### Consegna
Riscrivi per intero il testo sulle giornate di Genova che trovi qui sotto, parola per parola e senza cambiare nulla.

### Sezione documento
All'improvviso
ne manca uno
Da un progetto di storia orale sulle giornate di Genova,
il diario di Brunella: «Il venerdì mi sono ritrovata
chiusa a piazzale Kennedy. Da un lato c'era un palazzo in
fiamme, dall'altro il mare. Non riuscivo a capire che
cosa ci succedeva, stavamo andando via e questi ci
spingevano verso gli scontri. Ma a me, se mi vede un
poliziotto con 'sta maglietta freak tutta fiori, come
faccio a essere un pericolo per qualcuno?»
SANDRO
PORTELLI
Brunella Pinto ha ventun anni, studia filosofia a Roma,
era a Genova i giorni del G8. Questa è la riduzione di
un'intervista raccolta nell'ambito di un progetto di
storia orale (a cui lei stessa collabora) sulle biografie
delle persone che erano a Genova in quei giorni: sul
percorso di vita che le ha condotte qui, e su come quegli
eventi sono proseguiti nella loro vita dopo - nel trauma,
nella memoria, nel racconto, nell'impegno. Perché a
Genova non c'era una
moltitudine, ma c'erano centinaia di migliaia di persone,
ciascuna con una storia, ciascuna con una soggettività e
dei sentimenti. Tutte insieme e una per una. Il venerdì
eravamo a Piazza Dante, a ballare, a fare
rappresentazioni di living theater.

### Blocco dati
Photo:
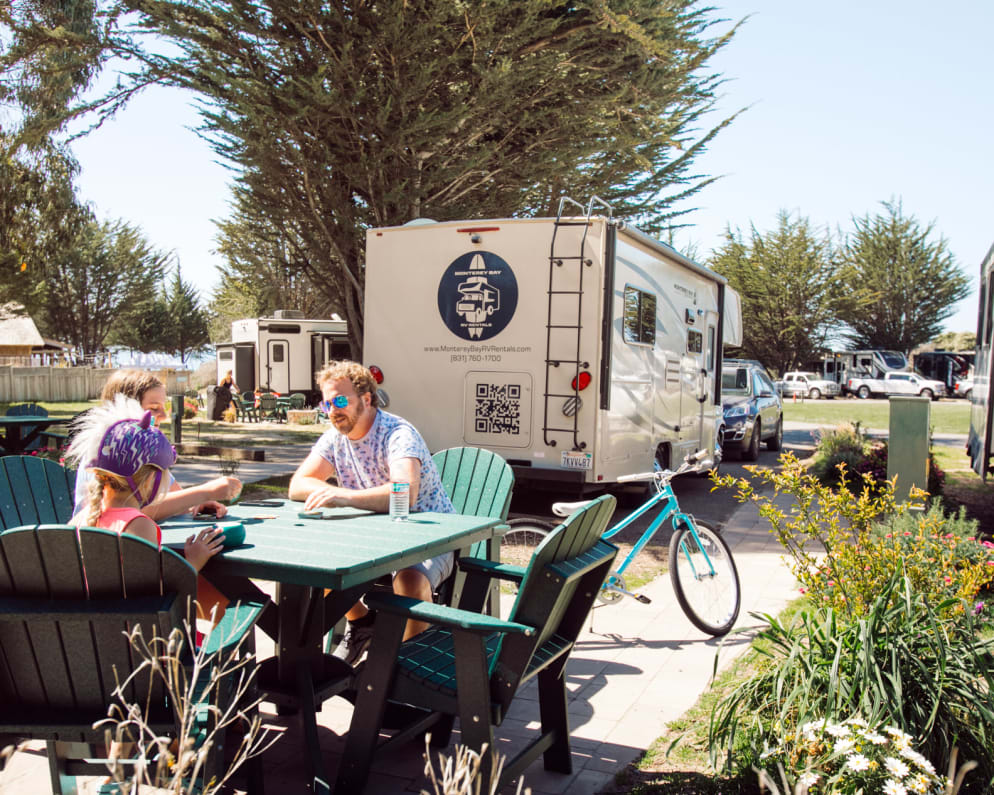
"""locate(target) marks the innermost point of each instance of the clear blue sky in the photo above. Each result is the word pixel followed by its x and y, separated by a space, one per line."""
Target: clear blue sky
pixel 849 104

### Risposta scritta
All'improvviso
ne manca uno
Da un progetto di storia orale sulle giornate di Genova,
il diario di Brunella: «Il venerdì mi sono ritrovata
chiusa a piazzale Kennedy. Da un lato c'era un palazzo in
fiamme, dall'altro il mare. Non riuscivo a capire che
cosa ci succedeva, stavamo andando via e questi ci
spingevano verso gli scontri. Ma a me, se mi vede un
poliziotto con 'sta maglietta freak tutta fiori, come
faccio a essere un pericolo per qualcuno?»
SANDRO
PORTELLI
Brunella Pinto ha ventun anni, studia filosofia a Roma,
era a Genova i giorni del G8. Questa è la riduzione di
un'intervista raccolta nell'ambito di un progetto di
storia orale (a cui lei stessa collabora) sulle biografie
delle persone che erano a Genova in quei giorni: sul
percorso di vita che le ha condotte qui, e su come quegli
eventi sono proseguiti nella loro vita dopo - nel trauma,
nella memoria, nel racconto, nell'impegno. Perché a
Genova non c'era una
moltitudine, ma c'erano centinaia di migliaia di persone,
ciascuna con una storia, ciascuna con una soggettività e
dei sentimenti. Tutte insieme e una per una. Il venerdì
eravamo a Piazza Dante, a ballare, a fare
rappresentazioni di living theater.